**Excerpted passage**

Worthwhile Reading and Viewing

A list of common cognitive biases

Formative experiences persist over long spans of time

The current status of artificial intelligence in medicine

Related: Limitations of neural networks   Also: Playing against AI can improve the abilities of human Go players.

The realities of energy storage.  I have observed that very few journalists comprehend the difference between a Kw and a Kwh–and why it matters.  (And this includes business and technology journalists.)

Paul Graham, at twitter:

Putin’s bungled invasion shows us that democracy’s greatest advantage, in the long term, is simply its “guarantee that leaders are regularly replaced.”  He was responding to this article.

Some people create or discover new things. Some enforce social norms. There is little overlap between the two.

Graham (who is one of the very few venture capitalists to have attended art school) also recommends this art history thread.

26 thoughts on “Worthwhile Reading and Viewing”

  1. What? You stole the list of common cognitive bias from Avi. Oh well he stole it too. I have a cognitive bias, its called: “I don’t believe you”. Its served me very well indeed. ;)

  2. Ai has always been ten years away for the 40 years that I’ve been paying attention. I can’t count the number of times I’ve seen some presentation in the media trumpeting some new “break through” and then never hear about it again. They present error rates that seem superficially seem quite low without also explaining that any usable system, like driving a car, require thousands of judgements per second where the errors snow ball out of control. Things like inference engines and neural networks always start out with a simple concept, easily explained in an article maybe with some simple sample code to try yourself. Where it ends up is always MORE POWER!, Moore’s law will make it work when we can just get more computing resources. In ten years, it will be awesome.

(Stored items)
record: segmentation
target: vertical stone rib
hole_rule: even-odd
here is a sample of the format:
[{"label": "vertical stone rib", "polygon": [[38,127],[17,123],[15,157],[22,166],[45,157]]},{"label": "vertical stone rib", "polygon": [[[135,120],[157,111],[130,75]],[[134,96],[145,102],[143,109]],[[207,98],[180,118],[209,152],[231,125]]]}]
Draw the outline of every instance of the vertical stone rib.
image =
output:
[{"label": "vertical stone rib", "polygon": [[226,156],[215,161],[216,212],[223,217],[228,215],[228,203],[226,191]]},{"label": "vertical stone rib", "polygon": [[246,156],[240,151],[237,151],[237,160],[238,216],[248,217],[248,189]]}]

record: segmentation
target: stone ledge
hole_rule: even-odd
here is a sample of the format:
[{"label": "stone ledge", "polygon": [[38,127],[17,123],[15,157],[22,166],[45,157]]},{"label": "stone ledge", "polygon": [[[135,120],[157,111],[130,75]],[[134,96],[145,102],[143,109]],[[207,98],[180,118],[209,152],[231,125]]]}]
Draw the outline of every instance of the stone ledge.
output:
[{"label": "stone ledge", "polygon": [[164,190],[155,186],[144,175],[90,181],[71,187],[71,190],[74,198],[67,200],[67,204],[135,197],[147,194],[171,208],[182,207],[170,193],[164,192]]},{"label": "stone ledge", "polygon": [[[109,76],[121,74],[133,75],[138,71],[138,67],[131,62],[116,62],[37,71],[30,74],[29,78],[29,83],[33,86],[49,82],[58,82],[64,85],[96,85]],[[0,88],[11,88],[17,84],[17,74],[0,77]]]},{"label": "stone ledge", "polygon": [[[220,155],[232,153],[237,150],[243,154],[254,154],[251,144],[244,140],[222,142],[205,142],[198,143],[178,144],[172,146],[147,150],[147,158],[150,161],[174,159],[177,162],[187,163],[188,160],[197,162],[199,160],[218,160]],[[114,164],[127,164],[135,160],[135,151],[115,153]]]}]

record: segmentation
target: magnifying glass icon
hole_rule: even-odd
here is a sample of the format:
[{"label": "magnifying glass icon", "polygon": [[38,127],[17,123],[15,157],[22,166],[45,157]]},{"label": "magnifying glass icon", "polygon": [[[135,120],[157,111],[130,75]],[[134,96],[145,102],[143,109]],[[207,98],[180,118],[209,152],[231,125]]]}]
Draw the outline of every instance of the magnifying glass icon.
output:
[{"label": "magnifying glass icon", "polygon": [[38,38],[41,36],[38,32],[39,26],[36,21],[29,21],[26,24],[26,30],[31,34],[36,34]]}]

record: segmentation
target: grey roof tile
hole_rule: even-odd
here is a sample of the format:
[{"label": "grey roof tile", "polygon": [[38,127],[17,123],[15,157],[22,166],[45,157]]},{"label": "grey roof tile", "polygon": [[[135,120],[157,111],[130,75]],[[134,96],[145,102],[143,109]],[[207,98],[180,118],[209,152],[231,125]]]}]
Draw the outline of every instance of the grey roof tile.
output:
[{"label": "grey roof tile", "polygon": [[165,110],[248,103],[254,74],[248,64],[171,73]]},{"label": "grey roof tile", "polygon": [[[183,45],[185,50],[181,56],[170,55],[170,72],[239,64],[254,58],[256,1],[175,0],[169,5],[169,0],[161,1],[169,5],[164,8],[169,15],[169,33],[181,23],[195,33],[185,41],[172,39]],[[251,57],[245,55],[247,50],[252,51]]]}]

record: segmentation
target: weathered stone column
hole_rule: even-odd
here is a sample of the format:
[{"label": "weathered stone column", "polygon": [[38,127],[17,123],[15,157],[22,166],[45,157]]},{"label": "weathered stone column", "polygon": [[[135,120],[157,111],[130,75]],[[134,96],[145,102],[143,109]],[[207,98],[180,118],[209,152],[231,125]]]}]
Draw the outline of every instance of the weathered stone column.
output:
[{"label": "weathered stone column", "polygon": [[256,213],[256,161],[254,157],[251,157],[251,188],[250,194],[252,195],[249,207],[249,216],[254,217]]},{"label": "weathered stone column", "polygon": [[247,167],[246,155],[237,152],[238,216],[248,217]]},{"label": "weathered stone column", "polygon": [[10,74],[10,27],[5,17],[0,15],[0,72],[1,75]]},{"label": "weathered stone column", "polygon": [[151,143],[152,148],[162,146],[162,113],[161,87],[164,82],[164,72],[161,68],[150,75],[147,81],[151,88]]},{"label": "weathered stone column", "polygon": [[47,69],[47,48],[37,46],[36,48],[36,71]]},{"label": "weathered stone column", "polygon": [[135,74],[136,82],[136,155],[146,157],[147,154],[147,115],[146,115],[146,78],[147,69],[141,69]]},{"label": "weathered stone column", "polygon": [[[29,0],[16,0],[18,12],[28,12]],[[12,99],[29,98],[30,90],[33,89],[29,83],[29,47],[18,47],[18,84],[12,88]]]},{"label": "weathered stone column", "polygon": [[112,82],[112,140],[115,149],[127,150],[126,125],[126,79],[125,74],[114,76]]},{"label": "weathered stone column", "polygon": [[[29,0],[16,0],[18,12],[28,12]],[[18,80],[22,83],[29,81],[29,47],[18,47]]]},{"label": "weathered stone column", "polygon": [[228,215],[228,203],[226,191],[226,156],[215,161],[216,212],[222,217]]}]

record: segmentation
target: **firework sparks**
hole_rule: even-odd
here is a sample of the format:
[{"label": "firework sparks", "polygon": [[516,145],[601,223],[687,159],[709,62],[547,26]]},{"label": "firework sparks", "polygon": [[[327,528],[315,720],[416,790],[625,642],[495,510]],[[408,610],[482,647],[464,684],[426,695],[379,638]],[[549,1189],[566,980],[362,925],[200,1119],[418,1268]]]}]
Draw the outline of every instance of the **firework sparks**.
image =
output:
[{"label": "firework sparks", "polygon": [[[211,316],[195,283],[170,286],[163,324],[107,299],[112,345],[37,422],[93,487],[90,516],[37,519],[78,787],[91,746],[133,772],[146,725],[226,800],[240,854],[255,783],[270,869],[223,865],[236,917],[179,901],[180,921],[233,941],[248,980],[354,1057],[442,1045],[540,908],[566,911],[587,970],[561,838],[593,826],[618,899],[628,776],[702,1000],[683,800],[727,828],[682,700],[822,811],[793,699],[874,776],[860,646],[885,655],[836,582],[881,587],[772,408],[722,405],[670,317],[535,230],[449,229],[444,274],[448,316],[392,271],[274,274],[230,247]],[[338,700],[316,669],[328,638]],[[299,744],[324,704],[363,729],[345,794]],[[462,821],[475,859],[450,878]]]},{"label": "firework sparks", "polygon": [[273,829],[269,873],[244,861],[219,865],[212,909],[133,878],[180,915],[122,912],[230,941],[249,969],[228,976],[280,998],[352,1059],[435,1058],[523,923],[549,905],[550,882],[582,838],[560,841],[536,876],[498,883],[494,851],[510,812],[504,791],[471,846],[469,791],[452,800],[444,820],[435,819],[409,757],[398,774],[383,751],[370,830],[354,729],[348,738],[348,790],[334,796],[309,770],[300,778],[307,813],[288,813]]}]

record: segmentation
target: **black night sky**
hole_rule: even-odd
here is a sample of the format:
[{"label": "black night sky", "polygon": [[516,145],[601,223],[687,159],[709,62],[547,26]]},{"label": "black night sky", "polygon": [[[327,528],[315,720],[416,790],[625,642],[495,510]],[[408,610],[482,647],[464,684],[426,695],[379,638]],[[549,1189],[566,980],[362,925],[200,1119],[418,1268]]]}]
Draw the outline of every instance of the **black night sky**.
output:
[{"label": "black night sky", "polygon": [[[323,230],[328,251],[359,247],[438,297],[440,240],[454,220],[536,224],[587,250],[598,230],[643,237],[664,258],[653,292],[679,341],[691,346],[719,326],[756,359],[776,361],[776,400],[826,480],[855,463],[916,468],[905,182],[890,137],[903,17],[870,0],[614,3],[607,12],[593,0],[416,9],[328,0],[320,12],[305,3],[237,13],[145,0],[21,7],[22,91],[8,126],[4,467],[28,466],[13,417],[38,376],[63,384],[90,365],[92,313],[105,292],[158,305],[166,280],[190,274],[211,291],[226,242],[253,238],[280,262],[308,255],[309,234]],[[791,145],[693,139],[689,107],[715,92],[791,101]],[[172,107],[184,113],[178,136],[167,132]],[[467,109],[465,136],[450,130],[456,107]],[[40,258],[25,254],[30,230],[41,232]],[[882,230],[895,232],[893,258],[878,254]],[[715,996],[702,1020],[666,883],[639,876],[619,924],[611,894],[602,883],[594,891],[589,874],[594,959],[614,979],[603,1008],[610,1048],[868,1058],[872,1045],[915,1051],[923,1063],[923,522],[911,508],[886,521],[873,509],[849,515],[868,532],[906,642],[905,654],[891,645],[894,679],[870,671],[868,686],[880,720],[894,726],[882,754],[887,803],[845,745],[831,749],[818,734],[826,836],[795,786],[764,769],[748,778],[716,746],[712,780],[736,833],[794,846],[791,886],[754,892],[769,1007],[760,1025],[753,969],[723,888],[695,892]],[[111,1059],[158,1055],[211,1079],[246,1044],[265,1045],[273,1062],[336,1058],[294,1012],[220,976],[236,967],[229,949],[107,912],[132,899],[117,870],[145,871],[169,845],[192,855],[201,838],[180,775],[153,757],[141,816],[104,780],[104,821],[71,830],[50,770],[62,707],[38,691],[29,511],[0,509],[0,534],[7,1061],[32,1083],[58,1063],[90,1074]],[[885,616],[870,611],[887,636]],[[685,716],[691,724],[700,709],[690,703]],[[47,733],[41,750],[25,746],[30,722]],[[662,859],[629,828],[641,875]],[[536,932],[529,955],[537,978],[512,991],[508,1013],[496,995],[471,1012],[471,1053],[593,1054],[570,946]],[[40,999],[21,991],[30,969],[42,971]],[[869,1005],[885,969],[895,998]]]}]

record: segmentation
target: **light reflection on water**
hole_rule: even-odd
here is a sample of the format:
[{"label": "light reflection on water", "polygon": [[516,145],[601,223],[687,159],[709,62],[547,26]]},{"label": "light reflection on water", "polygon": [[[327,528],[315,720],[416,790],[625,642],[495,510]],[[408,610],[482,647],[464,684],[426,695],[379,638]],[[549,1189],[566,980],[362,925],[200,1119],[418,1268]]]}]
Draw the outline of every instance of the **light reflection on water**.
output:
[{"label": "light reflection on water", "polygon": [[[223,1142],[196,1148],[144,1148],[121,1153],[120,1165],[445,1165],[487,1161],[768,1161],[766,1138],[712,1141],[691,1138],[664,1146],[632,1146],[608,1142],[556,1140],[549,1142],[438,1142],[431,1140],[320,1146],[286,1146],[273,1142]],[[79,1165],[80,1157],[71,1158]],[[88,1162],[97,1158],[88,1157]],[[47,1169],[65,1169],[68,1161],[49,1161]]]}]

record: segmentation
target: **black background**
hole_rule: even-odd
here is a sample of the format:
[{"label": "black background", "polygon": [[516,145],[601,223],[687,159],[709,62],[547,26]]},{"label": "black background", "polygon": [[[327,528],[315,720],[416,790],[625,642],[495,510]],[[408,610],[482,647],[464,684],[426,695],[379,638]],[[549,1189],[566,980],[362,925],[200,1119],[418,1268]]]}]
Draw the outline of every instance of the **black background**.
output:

**Your instructions**
Reproduce word for word the passage of the reading-list post that runs from "The realities of" up to and including "and technology journalists.)".

**Response to this exercise**
The realities of energy storage.  I have observed that very few journalists comprehend the difference between a Kw and a Kwh–and why it matters.  (And this includes business and technology journalists.)